REQUIREMENTS:
Convert the data below into a Markdown table with two columns, "Row" and "Line." Give each non-blank line its own numbered row.

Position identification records
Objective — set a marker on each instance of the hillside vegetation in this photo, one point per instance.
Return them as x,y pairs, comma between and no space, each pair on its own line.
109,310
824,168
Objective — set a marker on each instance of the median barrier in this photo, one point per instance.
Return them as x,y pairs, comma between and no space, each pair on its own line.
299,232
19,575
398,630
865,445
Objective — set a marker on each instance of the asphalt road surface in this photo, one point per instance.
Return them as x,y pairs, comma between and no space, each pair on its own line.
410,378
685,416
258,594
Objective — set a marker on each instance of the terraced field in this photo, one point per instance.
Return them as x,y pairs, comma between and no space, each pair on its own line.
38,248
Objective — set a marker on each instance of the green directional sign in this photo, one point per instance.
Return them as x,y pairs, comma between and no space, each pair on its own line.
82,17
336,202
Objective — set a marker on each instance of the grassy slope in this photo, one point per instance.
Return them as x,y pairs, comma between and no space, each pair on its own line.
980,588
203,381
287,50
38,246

THE ANSWER:
| Row | Line |
|---|---|
| 1 | Objective — set a marker on each instance of the hillside vegetation in this photo, one point per instance. |
| 2 | Return them as x,y pairs, comma between and no space, each pair on its own line. |
| 3 | 109,310 |
| 4 | 824,168 |
| 5 | Objective — set a marker on each instance of the median barrier in this photo, one point per instance. |
| 6 | Return them as x,y pairs, comma between and no space, each pair on its own line. |
| 7 | 299,232 |
| 8 | 19,575 |
| 9 | 398,630 |
| 10 | 865,445 |
| 11 | Objective — set a marker on each instance of the asphalt road surface in this photo, one point per instance. |
| 12 | Return them as x,y pairs, comma between and no space, each pair on its own line. |
| 13 | 410,378 |
| 14 | 685,416 |
| 15 | 258,594 |
| 16 | Objective — set a marker on each instance of the terraced field in this photo, one point per instance. |
| 17 | Return them as x,y pairs, comma between and no space, each pair on its own line. |
| 18 | 38,248 |
| 19 | Objective — set a marker on each instance of the green directional sign in this photo, one point per instance. |
| 20 | Return them as x,y pairs, comma between and no space, each pair on its own line. |
| 21 | 82,17 |
| 22 | 336,202 |
| 23 | Objective — set a marker on each instance of the grassy slope in this photo, one point per instance. |
| 24 | Return them as x,y pairs, comma between and no space, each pair on its own line. |
| 25 | 980,588 |
| 26 | 203,381 |
| 27 | 287,50 |
| 28 | 38,246 |